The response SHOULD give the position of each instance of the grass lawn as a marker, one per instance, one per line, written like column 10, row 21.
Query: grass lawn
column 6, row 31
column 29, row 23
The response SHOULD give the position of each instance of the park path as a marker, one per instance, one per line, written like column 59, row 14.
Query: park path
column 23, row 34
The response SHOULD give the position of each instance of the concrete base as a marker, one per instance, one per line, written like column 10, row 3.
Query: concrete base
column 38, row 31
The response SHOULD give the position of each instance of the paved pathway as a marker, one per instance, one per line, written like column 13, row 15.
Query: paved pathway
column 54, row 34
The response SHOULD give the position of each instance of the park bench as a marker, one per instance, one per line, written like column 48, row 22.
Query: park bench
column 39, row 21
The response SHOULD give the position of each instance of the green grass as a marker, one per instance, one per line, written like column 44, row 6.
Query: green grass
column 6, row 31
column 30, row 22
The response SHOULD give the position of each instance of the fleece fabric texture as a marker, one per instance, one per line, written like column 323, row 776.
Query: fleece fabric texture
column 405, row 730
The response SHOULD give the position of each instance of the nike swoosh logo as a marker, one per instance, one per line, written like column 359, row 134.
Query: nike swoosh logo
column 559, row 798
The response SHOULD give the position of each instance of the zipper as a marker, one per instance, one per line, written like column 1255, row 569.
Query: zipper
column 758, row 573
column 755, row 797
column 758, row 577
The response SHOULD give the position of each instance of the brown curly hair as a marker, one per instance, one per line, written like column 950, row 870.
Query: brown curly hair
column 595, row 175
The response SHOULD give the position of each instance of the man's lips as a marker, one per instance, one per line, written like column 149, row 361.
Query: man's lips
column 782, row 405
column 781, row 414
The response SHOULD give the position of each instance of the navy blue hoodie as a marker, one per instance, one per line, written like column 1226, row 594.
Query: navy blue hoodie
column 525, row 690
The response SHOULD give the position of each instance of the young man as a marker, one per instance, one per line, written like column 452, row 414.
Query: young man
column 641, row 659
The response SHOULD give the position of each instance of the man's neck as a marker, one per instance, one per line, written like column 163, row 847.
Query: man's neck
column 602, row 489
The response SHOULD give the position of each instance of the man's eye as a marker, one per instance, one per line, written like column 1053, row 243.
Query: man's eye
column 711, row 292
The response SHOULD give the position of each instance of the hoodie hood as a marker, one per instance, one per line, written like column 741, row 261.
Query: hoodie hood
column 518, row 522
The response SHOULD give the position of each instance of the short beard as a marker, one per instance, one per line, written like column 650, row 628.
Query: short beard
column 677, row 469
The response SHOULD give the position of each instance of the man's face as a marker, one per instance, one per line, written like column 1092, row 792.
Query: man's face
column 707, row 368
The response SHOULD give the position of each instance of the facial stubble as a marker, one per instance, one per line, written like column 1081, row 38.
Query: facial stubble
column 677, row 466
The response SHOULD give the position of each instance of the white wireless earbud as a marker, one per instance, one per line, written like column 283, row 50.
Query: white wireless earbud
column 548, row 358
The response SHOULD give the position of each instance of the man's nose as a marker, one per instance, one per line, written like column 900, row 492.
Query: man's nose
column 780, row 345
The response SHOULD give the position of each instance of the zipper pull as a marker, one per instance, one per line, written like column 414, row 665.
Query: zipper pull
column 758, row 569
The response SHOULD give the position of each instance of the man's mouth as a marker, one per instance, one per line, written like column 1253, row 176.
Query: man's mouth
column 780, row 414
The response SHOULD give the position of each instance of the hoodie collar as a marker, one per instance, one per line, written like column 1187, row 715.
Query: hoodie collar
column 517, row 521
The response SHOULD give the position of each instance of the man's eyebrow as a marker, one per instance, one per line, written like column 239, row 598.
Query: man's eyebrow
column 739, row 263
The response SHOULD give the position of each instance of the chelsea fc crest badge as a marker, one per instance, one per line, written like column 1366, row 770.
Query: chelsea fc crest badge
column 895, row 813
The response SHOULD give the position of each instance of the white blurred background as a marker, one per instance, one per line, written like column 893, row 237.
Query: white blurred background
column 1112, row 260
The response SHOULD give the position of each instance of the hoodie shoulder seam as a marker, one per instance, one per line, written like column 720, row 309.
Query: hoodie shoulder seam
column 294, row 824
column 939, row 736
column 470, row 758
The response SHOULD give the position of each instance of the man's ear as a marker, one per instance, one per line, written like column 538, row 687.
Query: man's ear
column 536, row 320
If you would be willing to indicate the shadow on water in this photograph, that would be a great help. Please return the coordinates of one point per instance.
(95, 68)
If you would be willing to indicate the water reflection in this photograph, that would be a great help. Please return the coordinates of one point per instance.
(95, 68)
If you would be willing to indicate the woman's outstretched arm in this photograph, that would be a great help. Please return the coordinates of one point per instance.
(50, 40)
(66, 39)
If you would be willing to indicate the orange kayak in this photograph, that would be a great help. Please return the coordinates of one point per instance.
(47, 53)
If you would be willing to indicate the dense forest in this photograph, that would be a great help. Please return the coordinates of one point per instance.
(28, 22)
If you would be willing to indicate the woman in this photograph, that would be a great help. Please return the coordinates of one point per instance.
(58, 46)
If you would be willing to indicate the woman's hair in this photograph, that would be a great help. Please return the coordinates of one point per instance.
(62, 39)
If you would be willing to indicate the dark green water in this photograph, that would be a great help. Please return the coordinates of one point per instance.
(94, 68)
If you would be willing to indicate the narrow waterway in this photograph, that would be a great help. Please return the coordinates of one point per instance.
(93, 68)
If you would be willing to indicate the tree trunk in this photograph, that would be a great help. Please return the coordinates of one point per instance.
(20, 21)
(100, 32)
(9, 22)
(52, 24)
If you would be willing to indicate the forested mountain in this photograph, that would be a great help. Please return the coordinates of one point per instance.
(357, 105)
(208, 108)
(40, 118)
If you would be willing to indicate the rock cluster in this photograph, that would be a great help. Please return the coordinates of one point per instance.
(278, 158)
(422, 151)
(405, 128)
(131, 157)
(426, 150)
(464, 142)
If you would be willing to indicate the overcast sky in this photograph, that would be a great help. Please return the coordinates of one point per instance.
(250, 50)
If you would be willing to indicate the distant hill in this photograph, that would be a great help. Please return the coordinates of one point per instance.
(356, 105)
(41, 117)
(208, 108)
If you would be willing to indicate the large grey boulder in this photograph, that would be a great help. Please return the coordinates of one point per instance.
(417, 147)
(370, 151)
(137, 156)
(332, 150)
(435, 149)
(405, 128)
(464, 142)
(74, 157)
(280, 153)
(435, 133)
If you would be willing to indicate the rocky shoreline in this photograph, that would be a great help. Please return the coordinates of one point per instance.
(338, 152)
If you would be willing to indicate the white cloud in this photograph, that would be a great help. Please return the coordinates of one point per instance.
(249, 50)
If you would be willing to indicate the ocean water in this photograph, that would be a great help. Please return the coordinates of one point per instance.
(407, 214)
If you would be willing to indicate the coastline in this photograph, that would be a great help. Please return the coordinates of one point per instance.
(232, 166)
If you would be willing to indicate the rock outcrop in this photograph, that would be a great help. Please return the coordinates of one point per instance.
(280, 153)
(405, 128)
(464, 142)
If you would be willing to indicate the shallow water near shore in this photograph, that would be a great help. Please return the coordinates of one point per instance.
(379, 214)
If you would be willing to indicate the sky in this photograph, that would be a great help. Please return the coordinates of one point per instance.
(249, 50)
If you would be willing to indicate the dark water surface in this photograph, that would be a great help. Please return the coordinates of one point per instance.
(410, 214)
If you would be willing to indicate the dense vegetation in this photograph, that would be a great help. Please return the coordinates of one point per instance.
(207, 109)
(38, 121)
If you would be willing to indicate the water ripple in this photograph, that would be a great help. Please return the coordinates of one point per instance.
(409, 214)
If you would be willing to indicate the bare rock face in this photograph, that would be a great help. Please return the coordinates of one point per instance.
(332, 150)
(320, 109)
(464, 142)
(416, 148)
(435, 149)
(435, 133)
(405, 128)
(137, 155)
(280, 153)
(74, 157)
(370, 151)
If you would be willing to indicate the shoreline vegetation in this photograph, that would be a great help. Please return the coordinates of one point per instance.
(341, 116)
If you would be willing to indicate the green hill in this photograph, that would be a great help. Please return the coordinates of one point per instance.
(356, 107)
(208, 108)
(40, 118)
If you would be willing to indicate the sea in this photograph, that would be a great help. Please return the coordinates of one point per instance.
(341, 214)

----------------

:: Your goal ::
Copy out the listing verbatim, from the line with "452, row 414." to the line with "column 602, row 489", including both of those lines.

:: Answer ::
The response SHOULD give the position of each instance of the young man as a marker, one per instance, one per line, written like column 452, row 414.
Query: young man
column 641, row 659
The response SHOULD give the position of each instance of the man's neck as a marker, one per instance, one per line, written like column 163, row 847.
Query: man's neck
column 602, row 489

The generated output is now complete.